2. Luís Filipe Vieira: presidente do Benfica. Diz-se que há escutas em que se prova ter oferecido cargos no Benfica em troco de uma decisão favorável num processo respeitante ao seu filho. Arguido com termo de identidade e residência.
3. Fernando Tavares: vice-presidente do Benfica, tendo a seu cargo o pelouro das modalidades. Amigo próximo de Rangel. É também suspeito do crime de tráfico de influências. Arguido com termo de identidade e residência.
4. João Rodrigues: antigo presidente da FPF, foi apanhado nas escutas do Apito Dourado a servir de intermediário entre Vieira e Pinto de Sousa, na altura presidente do Conselho de Arbitragem, para a escolha de árbitros para os jogos do Benfica. Aparece na Operação Lex como suspeito de tráfico de influências. Arguido com termo de identidade e residência.
5. José Veiga: antigo diretor de futebol do Benfica, foi um dos homens de confiança de Vieira durante vários anos. Não é arguido neste caso em concreto - está em prisão preventiva no âmbito do processo Rota do Atlântico, de onde teve origem a Operação Lex - mas é uma das pessoas apanhadas a pedir a Rangel para influenciar processos judiciais, um dos quais para prejudicar o Sporting.

····················

▶ Tarefa proposta A: No texto sobre a Operação Lex, que cargo Fernando Tavares ocupa no Benfica?
▶ Tarefa proposta B: Repita o trecho do texto sobre a Operação Lex que começa nas palavras "5. José Veiga: antigo" e termina depois de "prejudicar o Sporting.".
▶ Tarefa proposta C: Retome o texto sobre a Operação Lex a partir do ponto em que ele para.
A listagem que vem a seguir tem outra origem, diferente da do texto.

▶ Dados fornecidos:
····················

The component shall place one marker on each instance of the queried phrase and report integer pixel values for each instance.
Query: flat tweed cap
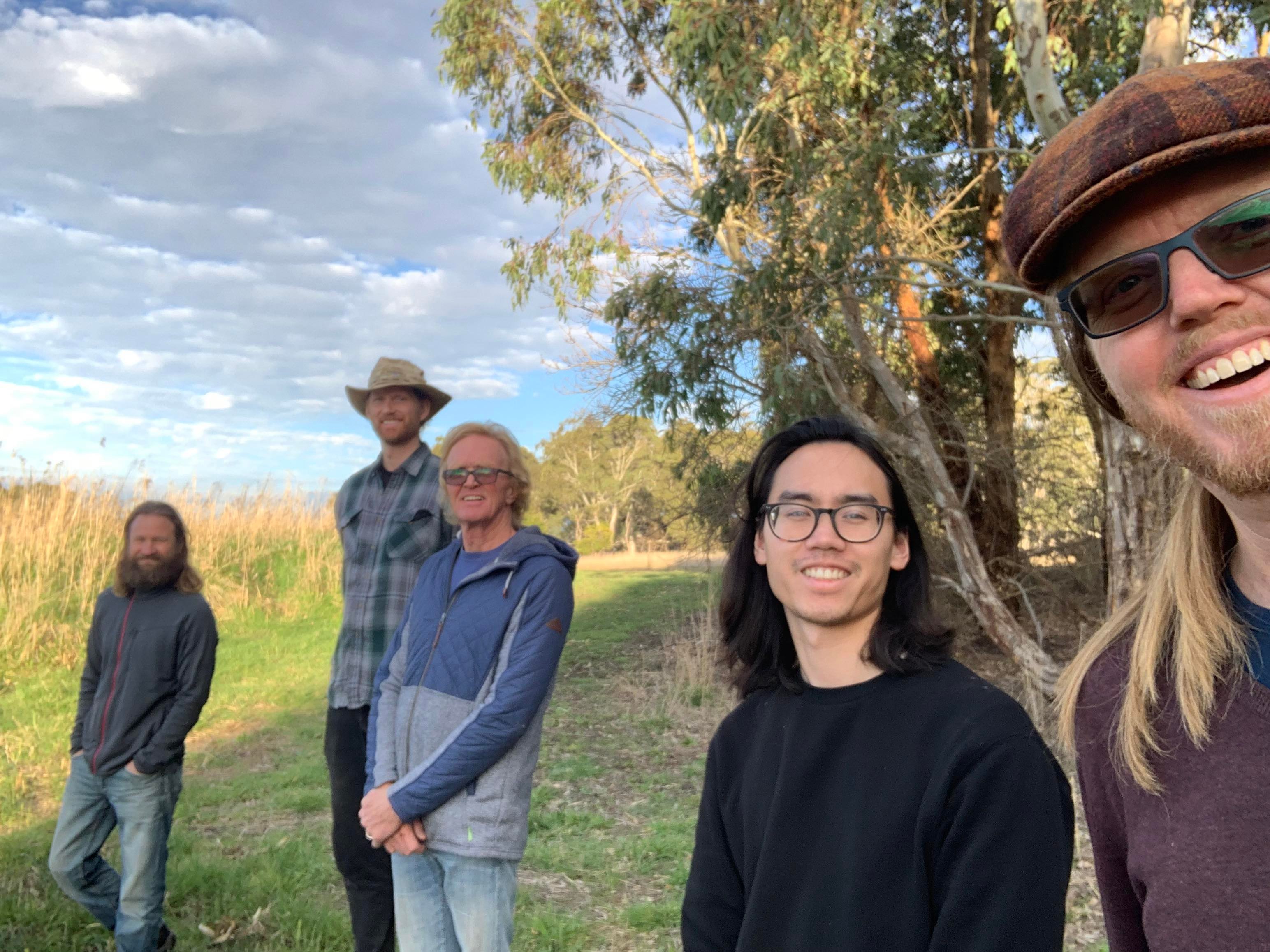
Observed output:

····················

▶ Resposta final A: Vice-presidente do Benfica, responsável pelo pelouro das modalidades.

▶ Resposta final B:
5. José Veiga: antigo diretor de futebol do Benfica, foi um dos homens de confiança de Vieira durante vários anos. Não é arguido neste caso em concreto - está em prisão preventiva no âmbito do processo Rota do Atlântico, de onde teve origem a Operação Lex - mas é uma das pessoas apanhadas a pedir a Rangel para influenciar processos judiciais, um dos quais para prejudicar o Sporting.

▶ Resposta final C:
Octávio Correia, o sexto elemento
Há, no entanto, uma outra figura envolvida neste processo que, sendo desconhecida do grande público, tem ligações fortes com o mundo do futebol e, em particular, com o Benfica. Refiro-me a Octávio Correia, o oficial de justiça que, alegadamente, viciava os sorteios do Tribunal de Relação para atribuir determinados processos a Rui Rangel. Octávio Correia é um dos cinco detidos da Operação Lex.
Octávio Correia foi delegado da Liga durante as épocas 2009/10 e 2010/11. Sobre esta personagem, há muito para dizer. Para começar, transcrevo o que Bernardino Barros revelou na quinta-feira no site Batalha1983 (LINK):
No “Caso LEX”, um dos detidos e já presente a interrogatório, foi o escrivão da 9ª secção do Tribunal da Relação de Lisboa, de seu nome Octávio Correia.
Este senhor foi, em tempos, delegado da Liga (nas épocas 2009/10 e 2010/11) tendo sido suspenso (internamente) por não cumprir com os regulamentos internos – por exemplo, não relatando factos presenciados nos terrenos de jogo. Por esses motivos, levou um aviso no início da época 2010/11; mas, a reincidência, no dia 17 de Abril de 2011, no jogo 12706 (benfica vs. Beira Mar), conduziu a que o Coordenador do Delegados o suspendesse por um mês e não o convidasse a integrar o quadro de delegados na época seguinte.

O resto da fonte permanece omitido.